* _YOUR GOAL_
In the linked list text, what two approaches does it say can solve many linked list problems?

* _TEXT BLOCK_
..............................
Linked List Problems
Many of these problems involving linked lists can be solved using either a runner or recursion.
Remove Duplicates from a Linked List
- How do you remove duplicates from a linked list ???
For Example:
5->7->9->8->7->6->5->4->3->2->1->0->
to:
5->7->9->8->6->4->3->2->1->0->
Where we remove the duplicate value of 5 and 7!
Logic
How do we plan to remove duplicates? Well the basic logic is
- Create a Node that is equal to the first node in the linked list
- We move along in the linked list checking each node data/value for our current node, if equal we set the node were on to the next next node, else we move along the linked list.
- We check every single node in the linked list for duplicate
#include<iostream>
using std::cout;
using std::endl;
struct Node{
int data;
Node* next;
};
void Insert( Node * &head, int x){
Node*temp = new Node();
temp->data = x;
temp->next = head;
head = temp;
}
void removeDuplicates( Node * head ) {
if ( head == nullptr || ( head && (head->next == nullptr))) {
return;
}
Node * curr = head;
while(curr) {
Node * runner = curr;
while (runner->next != nullptr) {
if (runner->next->data == curr->data) {
cout << "Values that duplicate: " << runner->next->data << endl;
runner->next = runner->next->next; // set link and fix
cout << "Removing Duplicate which is: " << curr->data << endl;
} else {
// Else if
runner = runner->next;
}
}
curr = curr->next;
}
}
void print(Node * &head)
..............................
* _RAW RECORDS_

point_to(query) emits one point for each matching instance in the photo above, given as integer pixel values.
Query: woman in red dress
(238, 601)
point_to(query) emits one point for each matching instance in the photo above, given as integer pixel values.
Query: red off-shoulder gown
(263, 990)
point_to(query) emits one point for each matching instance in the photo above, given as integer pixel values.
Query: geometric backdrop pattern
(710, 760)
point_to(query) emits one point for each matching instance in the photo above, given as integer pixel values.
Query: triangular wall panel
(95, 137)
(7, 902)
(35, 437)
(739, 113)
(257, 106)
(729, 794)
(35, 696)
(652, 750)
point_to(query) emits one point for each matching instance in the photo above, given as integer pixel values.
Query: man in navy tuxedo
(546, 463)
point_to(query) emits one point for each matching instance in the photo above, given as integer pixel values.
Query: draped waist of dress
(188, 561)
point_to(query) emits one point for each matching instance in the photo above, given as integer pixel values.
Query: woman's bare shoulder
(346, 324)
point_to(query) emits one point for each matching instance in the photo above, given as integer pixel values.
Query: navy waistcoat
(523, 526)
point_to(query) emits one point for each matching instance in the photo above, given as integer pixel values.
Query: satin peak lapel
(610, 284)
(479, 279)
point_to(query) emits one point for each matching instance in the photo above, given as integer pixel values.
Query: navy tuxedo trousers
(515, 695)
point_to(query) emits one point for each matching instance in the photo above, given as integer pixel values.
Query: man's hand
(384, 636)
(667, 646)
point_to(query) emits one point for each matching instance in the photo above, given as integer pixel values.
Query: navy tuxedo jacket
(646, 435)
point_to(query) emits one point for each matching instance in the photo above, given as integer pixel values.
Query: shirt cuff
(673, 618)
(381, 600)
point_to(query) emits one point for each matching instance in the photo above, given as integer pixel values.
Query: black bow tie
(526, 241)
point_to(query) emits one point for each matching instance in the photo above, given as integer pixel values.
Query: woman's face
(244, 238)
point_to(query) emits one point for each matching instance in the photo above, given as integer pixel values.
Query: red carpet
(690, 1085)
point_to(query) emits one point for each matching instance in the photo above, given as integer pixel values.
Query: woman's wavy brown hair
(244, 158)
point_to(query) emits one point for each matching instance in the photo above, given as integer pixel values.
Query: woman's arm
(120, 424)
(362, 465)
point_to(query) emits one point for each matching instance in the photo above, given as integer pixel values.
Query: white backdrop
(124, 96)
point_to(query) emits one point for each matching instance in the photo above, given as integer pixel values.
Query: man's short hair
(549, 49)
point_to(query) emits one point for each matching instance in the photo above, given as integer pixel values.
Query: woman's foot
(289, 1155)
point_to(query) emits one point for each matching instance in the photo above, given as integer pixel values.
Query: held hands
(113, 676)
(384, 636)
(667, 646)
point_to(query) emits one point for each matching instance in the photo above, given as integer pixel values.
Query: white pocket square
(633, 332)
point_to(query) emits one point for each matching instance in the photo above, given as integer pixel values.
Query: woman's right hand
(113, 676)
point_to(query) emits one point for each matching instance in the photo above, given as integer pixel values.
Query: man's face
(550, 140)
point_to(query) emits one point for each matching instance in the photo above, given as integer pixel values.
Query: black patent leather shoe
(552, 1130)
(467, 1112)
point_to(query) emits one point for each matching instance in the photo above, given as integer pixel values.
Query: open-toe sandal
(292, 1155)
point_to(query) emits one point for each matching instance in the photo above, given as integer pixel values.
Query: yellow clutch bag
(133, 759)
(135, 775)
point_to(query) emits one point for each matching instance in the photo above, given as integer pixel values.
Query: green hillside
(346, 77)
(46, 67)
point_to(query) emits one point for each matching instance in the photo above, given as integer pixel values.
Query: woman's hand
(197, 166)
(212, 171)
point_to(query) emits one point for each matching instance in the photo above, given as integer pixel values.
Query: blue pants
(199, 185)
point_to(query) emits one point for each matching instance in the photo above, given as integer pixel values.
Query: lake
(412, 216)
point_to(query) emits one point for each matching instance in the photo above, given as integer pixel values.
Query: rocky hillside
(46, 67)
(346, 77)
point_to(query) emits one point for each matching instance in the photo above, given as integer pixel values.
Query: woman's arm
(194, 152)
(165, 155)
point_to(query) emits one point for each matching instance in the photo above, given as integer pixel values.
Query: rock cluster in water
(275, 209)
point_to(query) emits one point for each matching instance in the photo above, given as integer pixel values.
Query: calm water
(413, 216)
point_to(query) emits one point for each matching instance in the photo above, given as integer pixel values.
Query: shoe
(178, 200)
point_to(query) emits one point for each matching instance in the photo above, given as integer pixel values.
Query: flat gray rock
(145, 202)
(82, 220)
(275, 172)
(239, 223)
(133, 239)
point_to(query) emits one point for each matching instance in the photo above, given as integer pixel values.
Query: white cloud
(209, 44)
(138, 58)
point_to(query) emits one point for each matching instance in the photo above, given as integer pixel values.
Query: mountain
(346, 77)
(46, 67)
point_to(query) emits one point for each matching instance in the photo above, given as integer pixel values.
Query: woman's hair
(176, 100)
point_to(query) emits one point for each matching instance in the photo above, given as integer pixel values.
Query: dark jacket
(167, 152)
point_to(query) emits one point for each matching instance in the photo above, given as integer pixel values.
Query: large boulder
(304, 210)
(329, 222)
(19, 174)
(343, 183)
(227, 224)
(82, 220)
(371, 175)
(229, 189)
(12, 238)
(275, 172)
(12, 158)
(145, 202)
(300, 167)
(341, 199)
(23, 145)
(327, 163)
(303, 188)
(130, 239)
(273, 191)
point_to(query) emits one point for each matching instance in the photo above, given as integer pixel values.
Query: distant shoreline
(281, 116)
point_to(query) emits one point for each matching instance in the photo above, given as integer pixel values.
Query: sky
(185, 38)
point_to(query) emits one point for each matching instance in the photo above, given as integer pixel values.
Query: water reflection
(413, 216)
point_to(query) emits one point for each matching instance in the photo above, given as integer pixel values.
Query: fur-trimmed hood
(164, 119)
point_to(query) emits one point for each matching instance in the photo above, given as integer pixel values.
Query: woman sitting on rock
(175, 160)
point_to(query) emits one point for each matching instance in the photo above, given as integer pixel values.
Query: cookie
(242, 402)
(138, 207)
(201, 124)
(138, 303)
..............................
* _EXERCISE RESPONSE_
A runner or recursion.